Dataset items
[Start of section]
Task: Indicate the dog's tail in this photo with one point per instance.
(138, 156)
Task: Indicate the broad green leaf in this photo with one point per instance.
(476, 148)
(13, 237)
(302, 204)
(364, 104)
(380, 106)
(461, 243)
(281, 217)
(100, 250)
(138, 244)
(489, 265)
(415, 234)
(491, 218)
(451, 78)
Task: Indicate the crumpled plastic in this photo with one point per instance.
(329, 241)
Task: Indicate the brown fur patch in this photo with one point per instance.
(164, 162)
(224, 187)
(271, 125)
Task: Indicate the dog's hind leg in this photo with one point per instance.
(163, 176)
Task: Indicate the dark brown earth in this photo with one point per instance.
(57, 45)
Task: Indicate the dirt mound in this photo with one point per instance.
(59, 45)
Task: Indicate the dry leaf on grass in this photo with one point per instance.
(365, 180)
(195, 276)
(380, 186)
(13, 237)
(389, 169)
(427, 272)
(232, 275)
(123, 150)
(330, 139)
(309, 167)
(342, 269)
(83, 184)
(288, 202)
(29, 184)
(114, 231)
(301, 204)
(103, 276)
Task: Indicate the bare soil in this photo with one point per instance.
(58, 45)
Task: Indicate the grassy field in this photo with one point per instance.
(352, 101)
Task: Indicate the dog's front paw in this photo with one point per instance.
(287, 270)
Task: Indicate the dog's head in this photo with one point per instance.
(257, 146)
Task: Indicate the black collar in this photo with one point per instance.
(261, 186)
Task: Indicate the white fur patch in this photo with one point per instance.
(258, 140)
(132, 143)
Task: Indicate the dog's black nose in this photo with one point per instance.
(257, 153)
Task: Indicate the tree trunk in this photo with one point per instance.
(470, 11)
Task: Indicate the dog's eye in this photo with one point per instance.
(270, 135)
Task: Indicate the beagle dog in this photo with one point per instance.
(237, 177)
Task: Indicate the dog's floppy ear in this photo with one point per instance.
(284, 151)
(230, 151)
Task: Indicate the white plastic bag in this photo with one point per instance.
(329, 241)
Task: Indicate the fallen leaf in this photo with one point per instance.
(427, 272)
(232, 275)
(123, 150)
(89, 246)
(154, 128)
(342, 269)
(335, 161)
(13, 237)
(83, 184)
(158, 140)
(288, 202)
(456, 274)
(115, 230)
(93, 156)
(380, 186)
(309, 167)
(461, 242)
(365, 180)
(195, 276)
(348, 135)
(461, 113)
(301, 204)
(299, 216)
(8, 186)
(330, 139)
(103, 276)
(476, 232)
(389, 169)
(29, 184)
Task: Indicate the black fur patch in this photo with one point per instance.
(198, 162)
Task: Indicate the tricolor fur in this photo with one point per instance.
[End of section]
THE PROBLEM
All of the data above must be retyped exactly.

COMPLETED EXERCISE
Task: Indicate the dog's tail in this photo with one point per instance.
(138, 156)
Task: Indicate the broad green leaf in this photo with one point per instance.
(476, 148)
(13, 237)
(302, 204)
(364, 104)
(380, 106)
(461, 243)
(281, 217)
(100, 250)
(138, 244)
(489, 265)
(415, 234)
(491, 218)
(451, 78)
Task: Indicate the crumpled plastic in this photo with one point per instance.
(329, 241)
Task: Indicate the brown fur patch in this photo with one point per instance.
(164, 162)
(224, 187)
(271, 125)
Task: Indicate the dog's hind leg in this photo with one point per instance.
(163, 176)
Task: Indicate the dark brown earth in this photo with one point per instance.
(57, 45)
Task: Indicate the dirt mound in this photo with one point per instance.
(59, 45)
Task: Indicate the dry leaf on grass in this photo with one point per instance.
(365, 180)
(195, 276)
(380, 186)
(13, 237)
(389, 169)
(427, 272)
(232, 275)
(123, 150)
(330, 139)
(309, 167)
(342, 269)
(83, 184)
(288, 202)
(29, 184)
(114, 231)
(301, 204)
(103, 276)
Task: Indicate the bare soil in this photo with one point per instance.
(58, 45)
Task: Indicate the grassy field in this photo with one point per instance.
(352, 101)
Task: Indicate the dog's front paw in this photo with one point per instance.
(287, 270)
Task: Indicate the dog's head in this photo with one point per instance.
(257, 146)
Task: Indicate the black collar in this photo with one point per instance.
(261, 186)
Task: Indicate the white fur patch in this photo with one point per instance.
(258, 140)
(132, 143)
Task: Indicate the dog's black nose in this photo with one point per instance.
(257, 153)
Task: Indicate the tree trunk in this photo with one point per instance.
(470, 11)
Task: Indicate the dog's eye in this photo with one point per instance.
(270, 135)
Task: Indicate the beagle dog in this photo with one point per instance.
(237, 177)
Task: Indicate the dog's floppy ear in this photo with one point per instance.
(284, 151)
(230, 151)
Task: Indicate the white plastic bag in this photo with one point per instance.
(329, 241)
Task: Indicate the fallen leaf in this photo with one point per instance.
(427, 272)
(232, 275)
(123, 150)
(89, 246)
(154, 128)
(342, 269)
(335, 161)
(13, 237)
(83, 184)
(158, 140)
(288, 202)
(456, 274)
(115, 230)
(93, 156)
(380, 186)
(309, 167)
(461, 242)
(365, 180)
(195, 276)
(348, 135)
(461, 113)
(301, 204)
(299, 216)
(8, 186)
(330, 139)
(103, 276)
(476, 232)
(389, 169)
(29, 184)
Task: Indicate the black fur patch in this photo with one point per instance.
(198, 162)
Task: Indicate the tricolor fur in this photo with one point per instance.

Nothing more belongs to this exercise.